> _The data_:
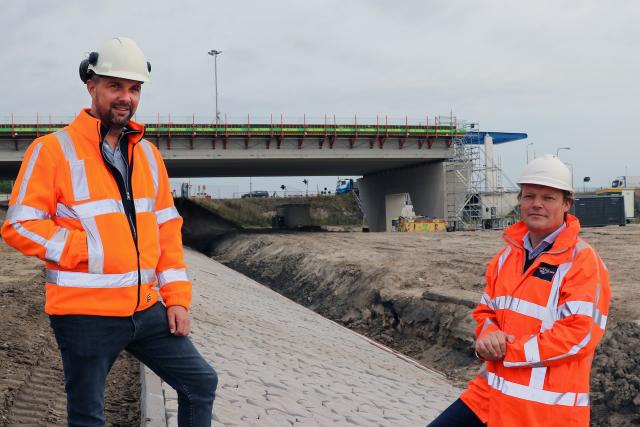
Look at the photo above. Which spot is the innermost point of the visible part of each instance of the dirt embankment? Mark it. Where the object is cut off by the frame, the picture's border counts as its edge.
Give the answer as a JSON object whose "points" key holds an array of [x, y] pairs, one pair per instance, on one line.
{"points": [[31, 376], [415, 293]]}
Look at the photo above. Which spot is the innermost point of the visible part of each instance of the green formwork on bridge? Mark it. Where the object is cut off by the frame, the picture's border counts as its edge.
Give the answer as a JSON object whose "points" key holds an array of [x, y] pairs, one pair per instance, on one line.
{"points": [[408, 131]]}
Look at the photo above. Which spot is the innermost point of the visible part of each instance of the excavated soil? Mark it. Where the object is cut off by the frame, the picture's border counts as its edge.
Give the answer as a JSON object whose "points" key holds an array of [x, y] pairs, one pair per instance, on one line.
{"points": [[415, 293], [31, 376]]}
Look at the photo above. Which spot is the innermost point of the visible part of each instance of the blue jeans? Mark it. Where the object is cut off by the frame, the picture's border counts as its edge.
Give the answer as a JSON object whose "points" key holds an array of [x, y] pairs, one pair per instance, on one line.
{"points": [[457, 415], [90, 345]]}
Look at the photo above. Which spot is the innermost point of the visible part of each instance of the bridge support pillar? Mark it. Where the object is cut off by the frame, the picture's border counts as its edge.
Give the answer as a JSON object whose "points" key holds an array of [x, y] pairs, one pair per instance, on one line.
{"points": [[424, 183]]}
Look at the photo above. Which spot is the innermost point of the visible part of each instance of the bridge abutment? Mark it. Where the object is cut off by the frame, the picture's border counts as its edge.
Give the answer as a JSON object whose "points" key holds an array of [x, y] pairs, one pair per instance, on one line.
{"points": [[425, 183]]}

...

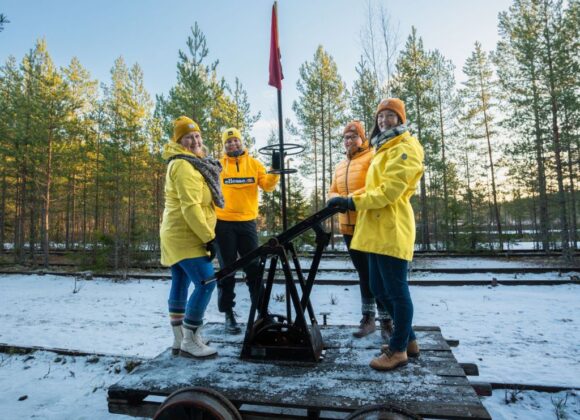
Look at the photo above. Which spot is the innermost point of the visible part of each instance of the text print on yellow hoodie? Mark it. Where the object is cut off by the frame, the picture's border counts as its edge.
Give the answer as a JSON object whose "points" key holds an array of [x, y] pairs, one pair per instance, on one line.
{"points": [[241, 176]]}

> _Required work_:
Gather every line of the records above that contains the word "bridge".

> _Final result_:
Look at the photo above. Which spot is the innermost point of the visible part of each instance of the green formwork on bridge? Mark it. Where the object is cut off by the frame, the picture's border counts as its edge.
Look at the photo above. Which spot is the innermost point of the visible part of each instance of the bridge support pillar? Mark it. Where the object is cut off by the frame, the picture's border counts as its edge.
Look at the photo above. Which spot is the innermost point of the visible part of each instance of the bridge abutment? Mark it. Where the object is cut off by the frame, the picture's border counts as its edge.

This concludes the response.